Given information »
────────────────
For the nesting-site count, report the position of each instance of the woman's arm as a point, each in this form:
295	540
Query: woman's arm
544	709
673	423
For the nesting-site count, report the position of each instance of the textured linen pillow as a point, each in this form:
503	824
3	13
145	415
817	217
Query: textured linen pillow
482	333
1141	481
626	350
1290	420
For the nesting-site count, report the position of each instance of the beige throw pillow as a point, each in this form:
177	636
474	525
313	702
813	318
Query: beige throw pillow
────────────────
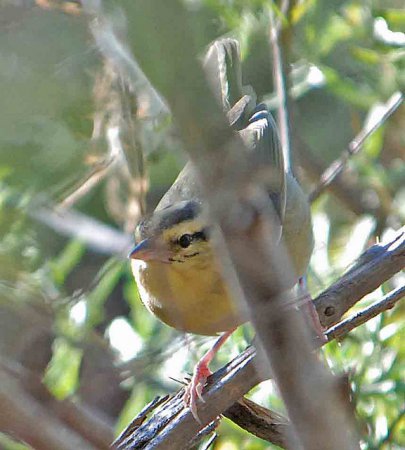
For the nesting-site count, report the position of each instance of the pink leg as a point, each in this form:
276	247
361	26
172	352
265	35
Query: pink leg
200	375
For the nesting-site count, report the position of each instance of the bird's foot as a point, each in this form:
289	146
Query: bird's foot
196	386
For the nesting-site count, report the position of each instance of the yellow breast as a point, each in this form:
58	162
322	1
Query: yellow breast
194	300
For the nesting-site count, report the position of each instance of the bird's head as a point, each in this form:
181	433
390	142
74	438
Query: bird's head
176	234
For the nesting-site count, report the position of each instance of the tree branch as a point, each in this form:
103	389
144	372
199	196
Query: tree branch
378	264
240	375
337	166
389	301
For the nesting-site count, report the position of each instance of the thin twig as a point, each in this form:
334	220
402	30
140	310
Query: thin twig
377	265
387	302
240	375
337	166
────────────────
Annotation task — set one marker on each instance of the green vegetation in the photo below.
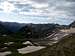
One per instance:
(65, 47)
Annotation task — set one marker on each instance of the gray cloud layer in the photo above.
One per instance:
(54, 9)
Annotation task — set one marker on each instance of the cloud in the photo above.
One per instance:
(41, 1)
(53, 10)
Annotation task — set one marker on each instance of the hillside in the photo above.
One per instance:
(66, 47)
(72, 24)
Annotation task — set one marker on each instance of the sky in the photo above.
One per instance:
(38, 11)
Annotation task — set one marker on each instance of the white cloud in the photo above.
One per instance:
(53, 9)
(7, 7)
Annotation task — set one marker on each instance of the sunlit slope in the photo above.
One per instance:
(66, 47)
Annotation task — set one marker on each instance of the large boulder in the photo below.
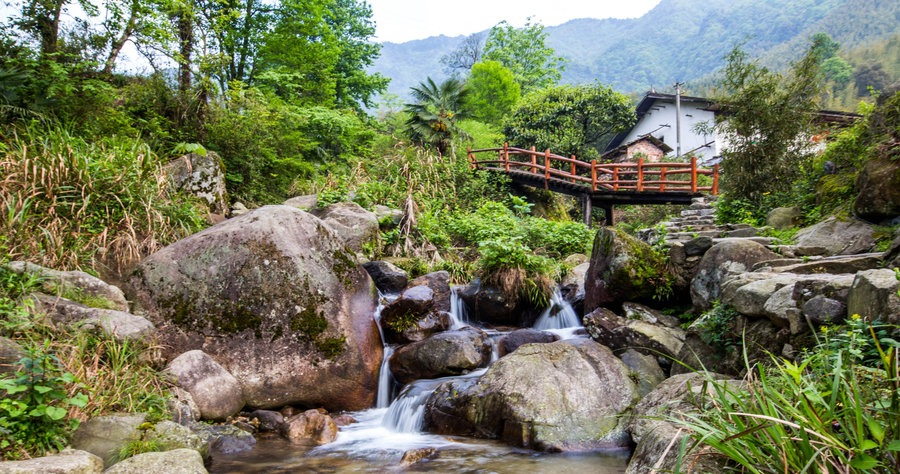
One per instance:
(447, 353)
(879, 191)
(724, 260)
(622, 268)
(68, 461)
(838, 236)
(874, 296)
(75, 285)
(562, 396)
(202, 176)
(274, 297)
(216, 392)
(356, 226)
────────────────
What is needed »
Starting with the line of the listing that contains "of the beige" and going on through the line that contains "Query: beige throw pillow", with both of those lines included, put only those lines into a JSON list of strings with one string per line. Leave out any blank lines.

In response »
[
  "For the nesting-site count, report the position of each instance of the beige throw pillow as a point, each in this form:",
  "177\t636",
  "474\t525",
  "313\t702",
  "813\t318",
  "Query: beige throw pillow"
]